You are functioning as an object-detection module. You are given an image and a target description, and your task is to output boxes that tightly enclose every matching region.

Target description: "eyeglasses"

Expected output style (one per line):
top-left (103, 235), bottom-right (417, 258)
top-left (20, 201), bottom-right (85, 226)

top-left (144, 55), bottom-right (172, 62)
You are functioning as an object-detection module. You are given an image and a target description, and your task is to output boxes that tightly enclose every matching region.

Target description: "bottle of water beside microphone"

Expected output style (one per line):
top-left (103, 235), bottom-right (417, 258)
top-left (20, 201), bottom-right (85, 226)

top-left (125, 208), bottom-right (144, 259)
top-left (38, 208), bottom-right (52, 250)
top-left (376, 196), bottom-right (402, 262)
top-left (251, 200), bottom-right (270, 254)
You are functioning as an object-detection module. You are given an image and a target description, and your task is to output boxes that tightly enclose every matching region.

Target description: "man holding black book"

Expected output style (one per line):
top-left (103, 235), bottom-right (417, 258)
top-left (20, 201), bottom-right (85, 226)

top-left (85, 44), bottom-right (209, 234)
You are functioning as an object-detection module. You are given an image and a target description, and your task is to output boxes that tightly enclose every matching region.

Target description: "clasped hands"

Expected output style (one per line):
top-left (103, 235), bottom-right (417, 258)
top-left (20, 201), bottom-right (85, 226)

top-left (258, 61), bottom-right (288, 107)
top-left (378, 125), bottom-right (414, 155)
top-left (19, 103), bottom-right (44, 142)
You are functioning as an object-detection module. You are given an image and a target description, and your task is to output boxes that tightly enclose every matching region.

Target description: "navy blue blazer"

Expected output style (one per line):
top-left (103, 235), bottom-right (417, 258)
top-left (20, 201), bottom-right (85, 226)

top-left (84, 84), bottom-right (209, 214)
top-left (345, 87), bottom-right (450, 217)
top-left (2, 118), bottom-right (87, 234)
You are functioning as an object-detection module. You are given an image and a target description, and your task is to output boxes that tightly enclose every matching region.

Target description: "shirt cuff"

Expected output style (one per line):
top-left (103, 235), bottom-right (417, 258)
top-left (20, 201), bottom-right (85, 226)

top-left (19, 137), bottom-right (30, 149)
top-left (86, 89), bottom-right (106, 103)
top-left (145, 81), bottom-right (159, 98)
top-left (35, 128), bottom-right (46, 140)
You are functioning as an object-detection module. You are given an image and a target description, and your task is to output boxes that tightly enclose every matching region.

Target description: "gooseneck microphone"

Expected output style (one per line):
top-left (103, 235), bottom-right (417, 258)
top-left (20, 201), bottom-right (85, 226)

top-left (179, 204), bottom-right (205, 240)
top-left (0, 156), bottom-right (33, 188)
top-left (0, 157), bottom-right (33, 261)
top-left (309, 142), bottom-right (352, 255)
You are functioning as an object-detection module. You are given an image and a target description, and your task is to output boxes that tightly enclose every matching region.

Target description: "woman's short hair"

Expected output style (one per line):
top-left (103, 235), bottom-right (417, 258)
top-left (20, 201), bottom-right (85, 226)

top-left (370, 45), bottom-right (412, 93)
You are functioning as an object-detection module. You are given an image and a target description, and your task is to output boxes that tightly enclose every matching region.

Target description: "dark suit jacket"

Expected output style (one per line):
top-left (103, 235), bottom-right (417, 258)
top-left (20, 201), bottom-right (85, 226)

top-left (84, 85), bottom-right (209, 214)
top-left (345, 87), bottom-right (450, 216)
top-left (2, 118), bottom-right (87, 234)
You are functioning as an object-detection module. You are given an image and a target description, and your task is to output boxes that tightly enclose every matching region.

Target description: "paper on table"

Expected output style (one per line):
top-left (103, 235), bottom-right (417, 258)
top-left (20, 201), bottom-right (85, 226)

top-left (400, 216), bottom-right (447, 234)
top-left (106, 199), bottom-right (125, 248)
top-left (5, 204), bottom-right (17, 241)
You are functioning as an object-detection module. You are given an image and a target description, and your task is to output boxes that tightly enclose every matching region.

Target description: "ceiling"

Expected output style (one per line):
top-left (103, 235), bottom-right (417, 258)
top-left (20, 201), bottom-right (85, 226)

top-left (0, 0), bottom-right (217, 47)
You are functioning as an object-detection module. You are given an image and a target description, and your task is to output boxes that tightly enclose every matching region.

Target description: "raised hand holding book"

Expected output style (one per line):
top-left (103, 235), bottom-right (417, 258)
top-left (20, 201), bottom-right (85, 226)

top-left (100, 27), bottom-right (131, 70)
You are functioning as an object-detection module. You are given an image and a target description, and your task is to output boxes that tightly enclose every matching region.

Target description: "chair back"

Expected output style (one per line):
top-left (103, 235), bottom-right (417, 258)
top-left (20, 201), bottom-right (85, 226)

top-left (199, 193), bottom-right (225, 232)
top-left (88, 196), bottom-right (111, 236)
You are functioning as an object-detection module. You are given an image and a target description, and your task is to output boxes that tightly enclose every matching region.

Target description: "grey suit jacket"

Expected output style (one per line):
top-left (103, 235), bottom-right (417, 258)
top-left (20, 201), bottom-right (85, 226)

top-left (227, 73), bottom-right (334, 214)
══════════
## What is expected
Can you gather every line above that contains the string "suit"? Treat upper and lower case as different.

## Solved problem
Target description: "dark suit jacket"
Target description: "grey suit jacket"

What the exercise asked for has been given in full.